The tasks:
**1.** Which goal does the post on distributed systems basics list first under "What to achieve?"
**2.** Continue the post on distributed systems basics from the point where it stops.

Distributed Systems-Basics

This post is a simple outline about some basic(really basic) ideas behind distributed systems and I will add more (detail) stuff sometimes according to my narrow understanding.

(update 2015.12.2)
I maintains a reading list for distributed systems at github, hope any help for those who are interested
distributed_systems_readings

  • Why distributed?

    • a single machine can not offer enough storage and computation ability
    • to build a system with high availability and scalability
    • maybe for easier resource management and high resource usage like cluster management tools
    • many other reasons…
  • What to achieve?

    • fault tolerance
      • though other goals may be more difficult to reach, but I think this is a basic cause for many other problems, usually we want to get a robust system first, in this process we most probably come across the different replication approach which trade off between avalibility and consistency. So I make it first
    • availability
      • usually the availibility increases as CA(2pc…)->CP(paxos,raft…)->AP systems
    • replication and consistency(usually this emerges in solving fault tolerance and avalibility)
      • replication is so important for fault tolerence and availibility which I think is a must for robust distributed system. Different replication approaches usually have different consistency and performance needs, our systems will be very different because of this. A most often used approach is SMT, that is State Machine Replication, a deterministic state machine, and the consensus algorithms like paxos, viewstamp replication, raft, zab, 2pc, 3pc… are used to make sure that the operation sequences serializably executed on all replicas and all replicas reach the same state at last. Another modification for replication is to use deterministic multithreading to replicate on each node.
    • scalability
    • performance
  • Many problems to solve

    • usaully no global clock and global event order, syncronization system is hard to achieve
    • no knowledge about global state(if the system itself doesn’t share state like Memcached server, that’s much easier)
    • machines crashing down and network partition become common things, how to maintain high avalibility and tolerate fault like the shared data and computation job.

Data extract:
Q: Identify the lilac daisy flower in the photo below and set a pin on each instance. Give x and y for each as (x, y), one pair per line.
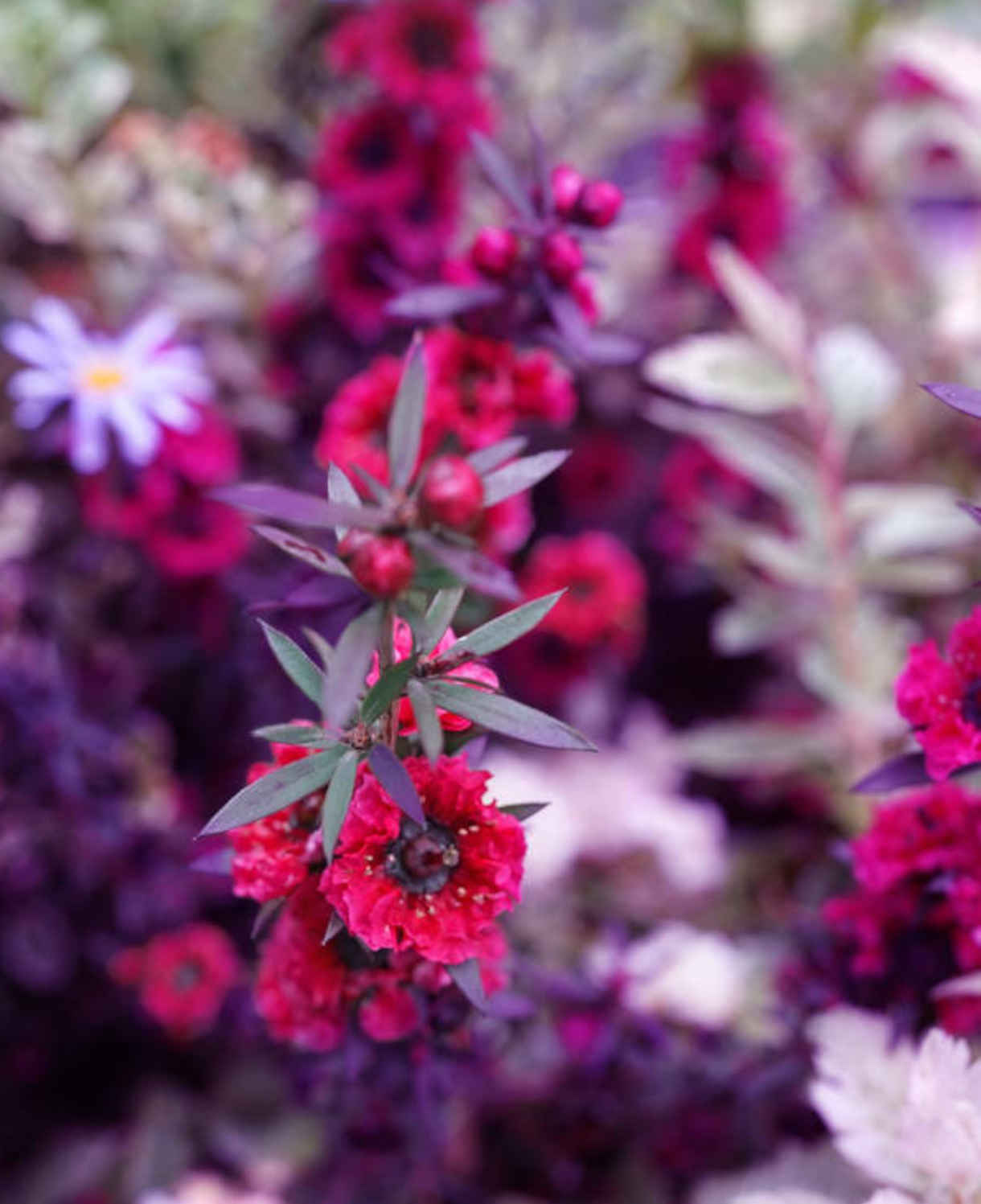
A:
(133, 383)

Expected results:
**1.** Fault tolerance.

**2.**
    • how to ensure single-copy strong consistency in replication, how to achieve eventually consistency and to what extent of consistency, how to trade off
    • as scale increases, the communication between nodes increases, the performance of read and write may change, how to trade off the performance of read/write, high throughput/low latency
    • many others…
  • How to solve these problems?

    • global clock like Spanner offering a sync system model, logic clock/vector clock for causality order/arbitrary order/global order
    • distributed snapshot
    • partition and replication
    • leader election and consistency algorithms
    • optimization of io and computation tasks, data lacality,DAG…
  • Abstract models - a set of assumptions our system design is based on

    • system models -> async or sync
    • consistency models -> strong or weak
    • failure models -> node failure or network partition
    • FLP impossibility -> assumption too strict, algorithms design guide
    • BASE
    • CAP theory -> design trade-off guide
      • rethinking the CAP from a fault-tolerence point of view:(here fault-tolerence means node failure or network partition)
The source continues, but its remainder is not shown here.